## SET PROBLEM
Retype every one of the following items exactly as it stands, omitting the pictures from your answer.

## GIVEN RECORDS
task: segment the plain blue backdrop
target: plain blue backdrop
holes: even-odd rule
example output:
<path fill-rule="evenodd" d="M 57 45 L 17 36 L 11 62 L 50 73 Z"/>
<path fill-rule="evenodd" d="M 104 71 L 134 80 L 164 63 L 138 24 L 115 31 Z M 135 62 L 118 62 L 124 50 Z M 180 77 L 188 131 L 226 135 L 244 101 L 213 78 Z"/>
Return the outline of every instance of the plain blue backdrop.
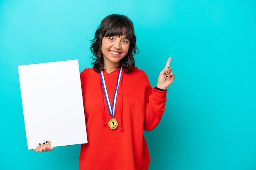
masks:
<path fill-rule="evenodd" d="M 173 57 L 166 111 L 144 133 L 149 169 L 256 169 L 255 9 L 246 0 L 0 0 L 0 169 L 78 169 L 79 145 L 27 150 L 18 66 L 91 67 L 90 40 L 112 13 L 133 22 L 136 66 L 152 86 Z"/>

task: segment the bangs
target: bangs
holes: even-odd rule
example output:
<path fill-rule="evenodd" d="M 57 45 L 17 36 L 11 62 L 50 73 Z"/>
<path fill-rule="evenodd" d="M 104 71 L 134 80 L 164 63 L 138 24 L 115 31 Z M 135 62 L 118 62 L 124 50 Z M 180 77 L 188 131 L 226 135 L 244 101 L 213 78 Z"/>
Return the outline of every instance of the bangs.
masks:
<path fill-rule="evenodd" d="M 133 26 L 124 21 L 120 20 L 111 23 L 106 30 L 105 37 L 125 36 L 127 39 L 131 41 L 134 35 Z"/>

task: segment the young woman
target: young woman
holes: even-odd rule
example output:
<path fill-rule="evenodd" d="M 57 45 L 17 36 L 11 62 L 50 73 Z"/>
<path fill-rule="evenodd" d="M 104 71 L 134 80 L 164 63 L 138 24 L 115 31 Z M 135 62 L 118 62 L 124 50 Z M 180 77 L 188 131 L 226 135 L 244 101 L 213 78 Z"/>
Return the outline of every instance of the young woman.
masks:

## REPLY
task: segment the plain blue backdrop
target: plain blue backdrop
holes: even-odd rule
example output:
<path fill-rule="evenodd" d="M 57 45 L 17 36 L 11 62 L 50 73 Z"/>
<path fill-rule="evenodd" d="M 104 71 L 134 80 L 164 63 L 138 24 L 115 31 Z M 135 62 L 118 62 L 124 50 Z M 180 77 L 188 131 L 226 135 L 244 101 L 213 78 Z"/>
Return the outline of every instance of the plain blue backdrop.
masks:
<path fill-rule="evenodd" d="M 173 57 L 166 111 L 144 133 L 149 169 L 256 169 L 255 9 L 246 0 L 0 0 L 0 169 L 78 169 L 79 145 L 27 150 L 18 66 L 91 67 L 90 40 L 112 13 L 133 22 L 136 66 L 152 86 Z"/>

task: segment the bangs
target: bangs
holes: even-odd rule
example output:
<path fill-rule="evenodd" d="M 57 45 L 17 36 L 11 62 L 50 73 Z"/>
<path fill-rule="evenodd" d="M 104 71 L 134 80 L 164 63 L 138 24 L 115 31 Z M 135 62 L 118 62 L 124 50 Z M 180 77 L 188 131 L 226 135 L 244 101 L 213 78 Z"/>
Return the outline of every instance of the bangs.
masks:
<path fill-rule="evenodd" d="M 133 26 L 124 21 L 120 20 L 111 23 L 106 30 L 105 37 L 125 36 L 127 39 L 131 41 L 134 35 Z"/>

task: segment the young woman
target: young woman
holes: even-odd rule
example output:
<path fill-rule="evenodd" d="M 57 45 L 17 36 L 11 62 L 50 73 Z"/>
<path fill-rule="evenodd" d="M 104 71 L 134 80 L 164 63 L 138 24 L 115 31 Z M 135 62 L 118 62 L 124 50 Z M 180 77 L 188 131 L 226 135 L 244 101 L 213 78 Z"/>
Return the outline of every instance of the young woman.
masks:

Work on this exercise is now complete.